● **PAGE EXCERPT**:
▬▬▬▬▬▬▬▬▬▬
Working Memory Capacity of ChatGPT: An Empirical Study
Dongyu Gong, Xingchen Wan, Dingmin Wang
TL;DR
This paper empirically assesses the working memory capacity of ChatGPT using verbal and spatial $n$-back tasks across multiple conditions. By measuring $d'$ across $n \\in\\\{1,2,3\\}$ and employing variants with noise, feedback, and reasoning prompts, the authors reveal a human-like capacity limit near $n=3$, with performance deteriorating under distraction and cognitive load. The study further compares several LLMs, finding GPT-4 to exhibit the strongest WM capacity, while open-source models show markedly lower capacity. The results suggest $n$-back tasks as effective benchmarks for WM in LLMs and highlight potential architecture-driven constraints, motivating future work to enhance AI working memory and its role in general intelligence.
Abstract
Working memory is a critical aspect of both human intelligence and artificial intelligence, serving as a workspace for the temporary storage and manipulation of information. In this paper, we systematically assess the working memory capacity of ChatGPT, a large language model developed by OpenAI, by examining its performance in verbal and spatial n-back tasks under various conditions. Our experiments reveal that ChatGPT has a working memory capacity limit strikingly similar to that of humans. Furthermore, we investigate the impact of different instruction strategies on ChatGPT's performance and observe that the fundamental patterns of a capacity limit persist. From our empirical findings, we propose that n-back tasks may serve as tools for benchmarking the working memory capacity of large language models and hold potential for informing future efforts aimed at enhancing AI working memory.
▬▬▬▬▬▬▬▬▬▬
● **DATA FOR ANALYSIS**:

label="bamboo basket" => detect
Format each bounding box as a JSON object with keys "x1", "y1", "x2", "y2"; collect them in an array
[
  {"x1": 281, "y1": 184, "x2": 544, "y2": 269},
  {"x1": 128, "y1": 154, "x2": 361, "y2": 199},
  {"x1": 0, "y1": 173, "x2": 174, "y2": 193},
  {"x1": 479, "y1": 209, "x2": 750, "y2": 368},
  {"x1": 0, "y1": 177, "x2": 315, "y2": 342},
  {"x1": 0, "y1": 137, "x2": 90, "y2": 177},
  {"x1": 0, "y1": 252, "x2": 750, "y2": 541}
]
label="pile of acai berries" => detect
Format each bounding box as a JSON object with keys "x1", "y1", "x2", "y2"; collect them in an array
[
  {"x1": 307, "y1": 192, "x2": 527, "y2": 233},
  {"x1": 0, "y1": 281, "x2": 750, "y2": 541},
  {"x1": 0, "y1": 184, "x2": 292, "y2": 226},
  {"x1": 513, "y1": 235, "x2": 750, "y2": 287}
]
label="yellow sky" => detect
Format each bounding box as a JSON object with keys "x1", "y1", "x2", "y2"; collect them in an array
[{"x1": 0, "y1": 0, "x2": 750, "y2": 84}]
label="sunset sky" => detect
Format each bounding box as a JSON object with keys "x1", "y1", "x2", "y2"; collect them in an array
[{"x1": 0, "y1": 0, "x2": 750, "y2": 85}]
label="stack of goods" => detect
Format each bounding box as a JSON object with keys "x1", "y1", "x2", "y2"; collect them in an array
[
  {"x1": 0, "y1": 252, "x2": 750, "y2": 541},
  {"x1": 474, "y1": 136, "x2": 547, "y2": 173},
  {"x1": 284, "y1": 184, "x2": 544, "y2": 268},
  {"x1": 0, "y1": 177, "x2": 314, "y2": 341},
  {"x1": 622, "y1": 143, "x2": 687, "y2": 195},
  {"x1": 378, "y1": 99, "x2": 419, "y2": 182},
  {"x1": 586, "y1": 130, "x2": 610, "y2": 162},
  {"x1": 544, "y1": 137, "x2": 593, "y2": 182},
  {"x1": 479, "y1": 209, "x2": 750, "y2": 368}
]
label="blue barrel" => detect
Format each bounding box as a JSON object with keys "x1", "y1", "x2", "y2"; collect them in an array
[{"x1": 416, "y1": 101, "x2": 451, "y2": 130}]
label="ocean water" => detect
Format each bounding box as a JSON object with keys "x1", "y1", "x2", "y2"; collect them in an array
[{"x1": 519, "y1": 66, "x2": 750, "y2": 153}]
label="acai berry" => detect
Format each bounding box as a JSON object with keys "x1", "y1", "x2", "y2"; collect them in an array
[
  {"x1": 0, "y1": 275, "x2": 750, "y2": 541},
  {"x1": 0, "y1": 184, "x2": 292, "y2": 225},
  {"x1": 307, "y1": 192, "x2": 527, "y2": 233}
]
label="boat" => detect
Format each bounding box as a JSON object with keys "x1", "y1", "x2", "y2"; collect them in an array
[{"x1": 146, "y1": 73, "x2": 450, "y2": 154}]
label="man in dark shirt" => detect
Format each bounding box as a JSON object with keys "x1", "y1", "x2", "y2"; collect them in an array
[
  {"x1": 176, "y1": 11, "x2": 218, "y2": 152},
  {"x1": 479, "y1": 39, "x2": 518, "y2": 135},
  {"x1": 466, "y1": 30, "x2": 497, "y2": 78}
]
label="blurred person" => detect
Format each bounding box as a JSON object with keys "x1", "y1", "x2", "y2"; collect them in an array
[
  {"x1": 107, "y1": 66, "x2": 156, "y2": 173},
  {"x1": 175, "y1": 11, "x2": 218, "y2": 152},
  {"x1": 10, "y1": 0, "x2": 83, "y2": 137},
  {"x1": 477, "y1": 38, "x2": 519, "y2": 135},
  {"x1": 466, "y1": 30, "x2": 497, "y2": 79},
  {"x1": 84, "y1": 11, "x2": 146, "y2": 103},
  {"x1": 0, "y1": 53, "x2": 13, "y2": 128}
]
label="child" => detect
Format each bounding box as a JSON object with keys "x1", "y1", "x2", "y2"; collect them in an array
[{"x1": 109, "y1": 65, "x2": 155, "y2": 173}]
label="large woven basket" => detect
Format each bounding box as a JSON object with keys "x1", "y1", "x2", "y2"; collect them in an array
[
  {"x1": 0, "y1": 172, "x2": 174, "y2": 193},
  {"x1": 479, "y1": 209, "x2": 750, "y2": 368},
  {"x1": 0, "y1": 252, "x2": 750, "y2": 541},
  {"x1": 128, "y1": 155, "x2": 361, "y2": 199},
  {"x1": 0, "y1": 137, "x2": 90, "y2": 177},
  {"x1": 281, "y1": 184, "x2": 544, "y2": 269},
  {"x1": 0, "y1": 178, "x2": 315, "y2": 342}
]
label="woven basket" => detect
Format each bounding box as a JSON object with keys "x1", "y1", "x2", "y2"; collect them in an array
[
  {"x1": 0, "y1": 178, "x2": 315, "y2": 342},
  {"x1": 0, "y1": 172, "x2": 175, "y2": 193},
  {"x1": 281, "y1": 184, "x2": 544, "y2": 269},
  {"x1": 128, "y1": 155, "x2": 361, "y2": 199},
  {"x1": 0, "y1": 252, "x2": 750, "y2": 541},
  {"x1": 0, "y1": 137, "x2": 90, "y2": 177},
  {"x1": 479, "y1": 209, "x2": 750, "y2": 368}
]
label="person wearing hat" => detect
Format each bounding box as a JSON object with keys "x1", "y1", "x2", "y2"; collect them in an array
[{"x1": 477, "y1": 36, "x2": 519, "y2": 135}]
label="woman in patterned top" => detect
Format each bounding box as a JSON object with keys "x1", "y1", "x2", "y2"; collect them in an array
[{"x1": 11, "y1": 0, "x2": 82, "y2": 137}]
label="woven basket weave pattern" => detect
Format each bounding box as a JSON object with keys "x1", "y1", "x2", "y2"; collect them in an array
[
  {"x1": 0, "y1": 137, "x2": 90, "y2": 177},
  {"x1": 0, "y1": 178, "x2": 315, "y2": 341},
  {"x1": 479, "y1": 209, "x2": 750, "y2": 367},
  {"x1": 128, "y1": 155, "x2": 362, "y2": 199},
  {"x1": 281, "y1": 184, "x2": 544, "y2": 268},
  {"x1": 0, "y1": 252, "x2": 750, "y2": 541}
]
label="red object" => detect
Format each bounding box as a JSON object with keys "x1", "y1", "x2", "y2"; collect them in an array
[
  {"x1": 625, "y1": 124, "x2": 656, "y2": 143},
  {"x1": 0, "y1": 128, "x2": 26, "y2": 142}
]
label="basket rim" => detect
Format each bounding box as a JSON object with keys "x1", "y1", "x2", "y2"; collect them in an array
▬▬▬▬▬▬▬▬▬▬
● **WHAT YOU WILL DO**:
In the working memory study excerpt, which model shows the strongest working memory capacity among the LLMs compared? Use only the study excerpt for the next item.

● **SOLUTION TO THE PROBLEM**:
GPT-4.